> _Extrait du texte_:
◇ ◇ ◇ ◇ ◇
Data
Alors que les cookies tiers sont en voie de disparition, les données de paiement attirent l'œil. Tout l'écosystème se structure pour les faire fructifier et accéder à une connaissance client inégalable.

Quand il n'y en a plus, il y en a encore. Alors que les données se feront de plus en plus rares sur internet pour le monde du marketing avec la disparition du cookie tiers, les professionnels tentent de trouver d’autres solutions pour connaître leur client et optimiser leurs campagnes. Et un nouveau filon arrive en force: les données de paiement. Kesako? Le détail des entrées et sorties d’un compte courant. Chasse gardée des banques depuis des lustres, elles n’ont jamais été vraiment travaillées en marketing... Et constituent pourtant le Graal de la connaissance client, plus déterministe encore que toutes les données déterministes, reliant un consommateur à un acte d’achat effectif.

«Deux éléments favorisent l’émergence des données de paiement, observe Charles de Gastines, CEO et fondateur de Paylead, une société spécialisée dans le domaine. La loi DSP2, de janvier 2018, qui en exigeant la portabilité des données de paiement a créé aussi tout un cadre légal clair autour de ces données. C'est ainsi dans la sérénité que les professionnels évoluent. En outre, les géants du web commencent de plus en plus à investir dans le secteur du paiement. Tous ont leur Wallet, et les consommateurs payent de plus en plus via leur mobile. Les banques qui possèdent tout cette mine d’informations sont dans l’obligation de les valoriser si elles ne veulent pas voir les Gafa prendre la place.» Et quoi de mieux que de les mettre à la disposition des campagnes marketing ?

Du cash pour le consommateur

Mais contrairement aux cookies des années 2000, les consommateurs ne sont plus dupes : hors de question qu’ils laissent quelqu’un lever le voile de leurs dépenses mensuelles sans contrepartie. À données livrées, monnaie rendue: les consommateurs veulent du cash. Cashback, promotions, offres personnalisées... «Alors qu’avant les Google et Facebook se sont enrichis sur le dos des internautes, il faut remettre le consommateur au centre», estime Julien Mas, fondateur de Gold Circle, une jeune pousse qui se lancera officiellement le 25 avril. Son concept ? Une application qui au-delà des réductions peut offrir une offre de services. «Nous nous voyons comme un coach de consommation», ajoute le jeune entrepreneur. Le client télécharge l’application, s’inscrit et se fixe des objectifs de consommation selon ses domaines: il peut choisir seulement du made in France, des budgets, des objectifs responsables etc. L’application lui présente alors des offres adaptées.
◇ ◇ ◇ ◇ ◇
> _Enregistrements affichés_:
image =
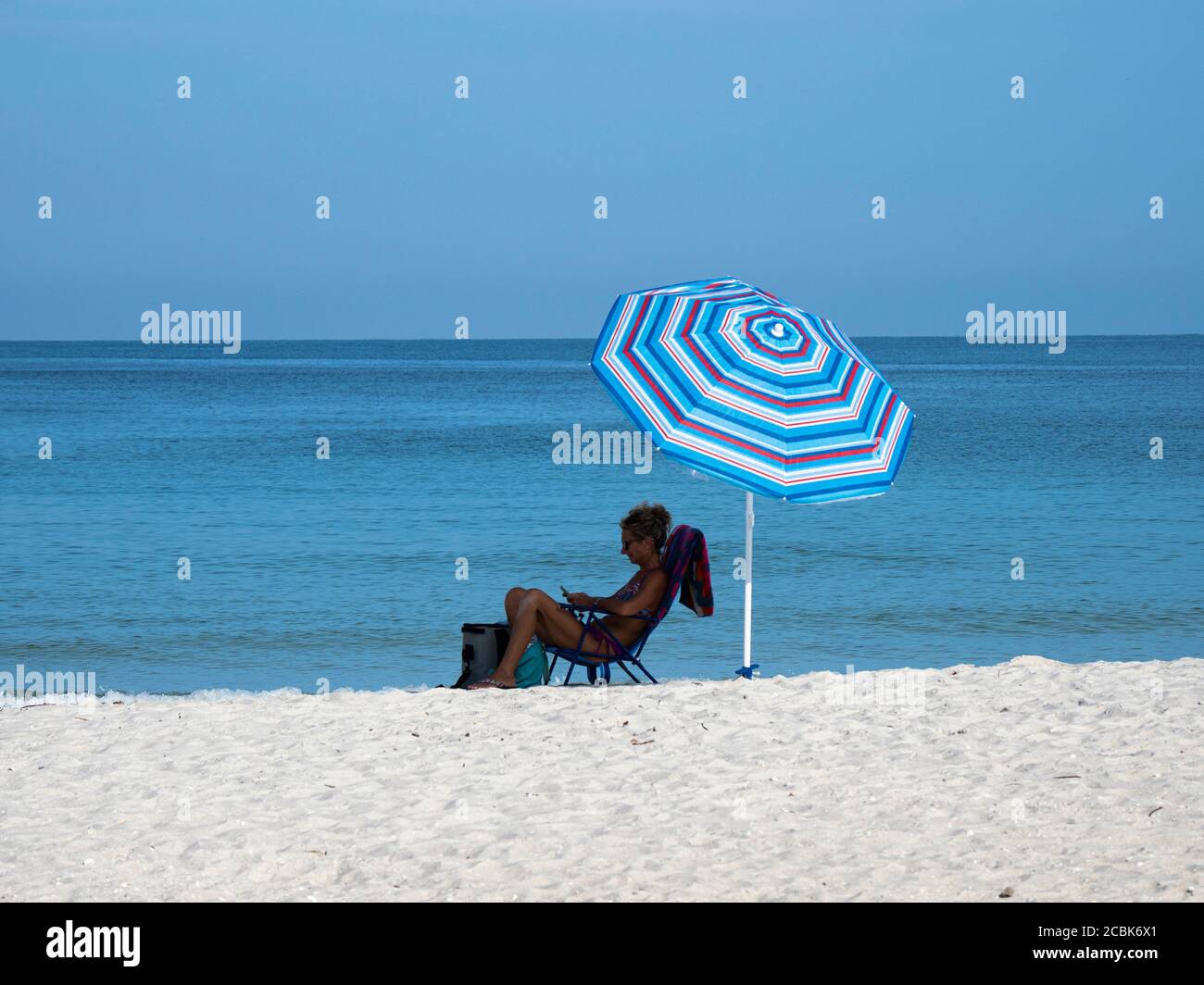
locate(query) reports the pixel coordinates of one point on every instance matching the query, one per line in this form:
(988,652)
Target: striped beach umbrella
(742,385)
◇ ◇ ◇ ◇ ◇
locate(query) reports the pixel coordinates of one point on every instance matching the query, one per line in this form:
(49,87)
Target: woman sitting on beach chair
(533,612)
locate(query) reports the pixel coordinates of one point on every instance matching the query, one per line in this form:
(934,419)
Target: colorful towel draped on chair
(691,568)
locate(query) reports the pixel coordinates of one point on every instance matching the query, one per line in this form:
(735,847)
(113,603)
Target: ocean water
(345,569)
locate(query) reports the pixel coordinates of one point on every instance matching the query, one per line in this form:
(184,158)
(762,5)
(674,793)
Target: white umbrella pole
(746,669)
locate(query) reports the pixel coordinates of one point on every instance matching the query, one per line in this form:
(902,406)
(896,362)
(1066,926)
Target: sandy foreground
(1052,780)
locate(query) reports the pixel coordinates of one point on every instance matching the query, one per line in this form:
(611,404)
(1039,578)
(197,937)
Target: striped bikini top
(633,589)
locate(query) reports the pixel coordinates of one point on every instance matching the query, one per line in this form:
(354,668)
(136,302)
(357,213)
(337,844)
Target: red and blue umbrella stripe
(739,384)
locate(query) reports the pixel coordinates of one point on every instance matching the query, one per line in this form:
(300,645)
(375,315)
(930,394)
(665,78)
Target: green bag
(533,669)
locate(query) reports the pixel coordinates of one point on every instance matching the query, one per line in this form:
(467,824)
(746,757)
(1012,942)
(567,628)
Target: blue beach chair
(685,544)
◇ ◇ ◇ ◇ ◇
> _Tâches à faire_:
1. Relevez toutes les lignes des enregistrements où figure le mot "Target", puis recopiez-les.
2. Rédigez la suite de l'article sur les données de paiement, en reprenant juste après sa dernière phrase.
Le texte et les enregistrements ne viennent pas de la même source.

> _Liste des réponses_:
1.
Target: striped beach umbrella
Target: woman sitting on beach chair
Target: colorful towel draped on chair
Target: ocean water
Target: white umbrella pole
Target: sandy foreground
Target: striped bikini top
Target: red and blue umbrella stripe
Target: green bag
Target: blue beach chair

2.
Mais là où elle va plus loin, c’est que le consommateur peut choisir une “marque partenaire” pour devenir premium, avec laquelle il a une affinité et qui, elle, aura accès à ses informations. Il synchronise alors son compte bancaire sur la plateforme – d'où l’importance de la portabilité et de la loi DSP2 – et peut soit se faire créditer ses offres sur son compte, soit reverser à une ONG. Il peut en sus gérer ses cartes de fidélité. «Nous donnons l’opportunité aux marques de se créer une communauté de consommateurs, qu’elle pourra ensuite activer via différent leviers, ajoute Julien Mas. Nous sommes recommandés auprès des marques via un partenariat avec les agences du groupe Dentsu.» Une alliance qui prouve bien que l’on parle de média. Gold Circle a déjà signé avec plusieurs gros acteurs de la grande conso, dans la beauté, notamment.

Un ciblage perfectible 

Pour sa part, Paylead a une tout autre stratégie. Présente sur le marché depuis plus longtemps, elle fait alliance dès le départ avec les banques, et via leur programme de fidélité, permet aux marques de réaliser des campagnes en allant offrir des réductions aux consommateurs. Concrètement, un titulaire d’une carte se voit proposer de participer au programme de fidélité. En partageant ses données, il a accès à des offres. «Le consommateur voit directement qu’il gagne du pouvoir d’achat. Et ce n’est pas rien, 80% de la valeur du payment marketing est en moyenne renvoyée aux consommateurs. Cela crée une différence majeure dans la perception d’utilisation du service», argumente Charles de Gastines. Paylead, qui revendique être la première à avoir répandu le terme de payment marketing, gère à ce jour 1 million de cartes bancaires, et sept nouveaux programmes sortiront dans les prochaines semaines.

Les enseignes gèrent un budget sur une plateforme dédiée. Une enseigne de grande distribution peut faire croître de 42% sa fréquentation en moyenne par client, avec des réductions de 4%. Les banques, elles, choisissent pour le moment de reverser la totalité de leur gain au client. Mais elles y gagnent sur l’utilisation de leur carte, à chaque fois, c’est une nouvelle commission. Pour certains types de carte, cela peut aller jusqu’à 14% de croissance. Si pour le moment, les données d’achats ne sont pas assez granulaires pour entrer dans le détail des produits, et ne concernent qu’un panier global, une loi est en train de germer pour que les tickets de caisses détaillés remontent directement (cela va de pair avec la dématérialisation de l’acte d’achat). Ce qui ouvrira la porte à de nouvelles données, directement associées aux marques cette fois-ci. C’est peut-être sur ce terrain qu’aura lieu la prochaine bataille du marketing.